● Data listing

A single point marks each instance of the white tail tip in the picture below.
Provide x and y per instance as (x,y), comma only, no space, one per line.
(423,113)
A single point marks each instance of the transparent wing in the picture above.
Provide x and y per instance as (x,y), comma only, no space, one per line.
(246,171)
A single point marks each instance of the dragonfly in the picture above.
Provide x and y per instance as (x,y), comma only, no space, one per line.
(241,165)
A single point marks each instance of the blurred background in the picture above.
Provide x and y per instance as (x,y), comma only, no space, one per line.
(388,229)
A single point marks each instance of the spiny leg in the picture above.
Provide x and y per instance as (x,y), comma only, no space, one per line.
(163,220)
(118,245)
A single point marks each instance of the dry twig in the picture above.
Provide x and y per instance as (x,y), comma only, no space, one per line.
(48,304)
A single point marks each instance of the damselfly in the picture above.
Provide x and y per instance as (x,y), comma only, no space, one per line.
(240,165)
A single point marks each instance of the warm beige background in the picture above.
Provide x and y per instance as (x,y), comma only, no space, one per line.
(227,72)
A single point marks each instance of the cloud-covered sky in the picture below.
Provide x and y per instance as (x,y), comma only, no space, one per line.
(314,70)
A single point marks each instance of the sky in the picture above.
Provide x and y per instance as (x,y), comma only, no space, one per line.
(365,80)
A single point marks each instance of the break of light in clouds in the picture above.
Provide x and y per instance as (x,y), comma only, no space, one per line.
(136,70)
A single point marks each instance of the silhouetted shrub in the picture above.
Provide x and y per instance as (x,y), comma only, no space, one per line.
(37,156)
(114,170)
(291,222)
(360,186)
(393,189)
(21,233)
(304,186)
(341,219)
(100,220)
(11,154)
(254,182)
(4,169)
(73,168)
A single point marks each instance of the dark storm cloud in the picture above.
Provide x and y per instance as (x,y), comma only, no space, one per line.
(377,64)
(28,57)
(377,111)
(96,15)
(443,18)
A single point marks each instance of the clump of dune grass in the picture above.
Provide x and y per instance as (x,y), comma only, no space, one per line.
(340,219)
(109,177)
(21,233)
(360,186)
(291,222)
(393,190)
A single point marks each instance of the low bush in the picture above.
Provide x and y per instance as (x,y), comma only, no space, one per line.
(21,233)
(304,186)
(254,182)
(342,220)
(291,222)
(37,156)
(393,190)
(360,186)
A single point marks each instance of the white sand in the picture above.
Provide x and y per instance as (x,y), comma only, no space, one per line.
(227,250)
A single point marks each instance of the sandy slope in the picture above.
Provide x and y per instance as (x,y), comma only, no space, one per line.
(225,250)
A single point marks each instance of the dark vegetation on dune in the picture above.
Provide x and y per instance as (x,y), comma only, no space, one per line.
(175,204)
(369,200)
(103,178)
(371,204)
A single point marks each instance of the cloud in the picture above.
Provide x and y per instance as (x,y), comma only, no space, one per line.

● Request
From the "A single point marks each instance of the white sand" line to the close of the listing, restate each line word for word.

● Problem solution
A single point marks each instance of the white sand in the picture above.
Provide x and y per instance as (x,y), comma only, no space, one per line.
(227,250)
A single point marks each instance of the sandy slope in the picture above.
Provide x and y per instance as (x,y), comma only, no space, one per line.
(225,250)
A single point marks each instance of the dark vegetation on dune in the picture above.
Provide x and y per instance as (x,y), comma only, no space, one per line.
(175,204)
(369,200)
(103,178)
(371,204)
A single point marks each instance of the cloud in the picture above.
Provide x and y per instance as (x,y), comma only, no space, one per line.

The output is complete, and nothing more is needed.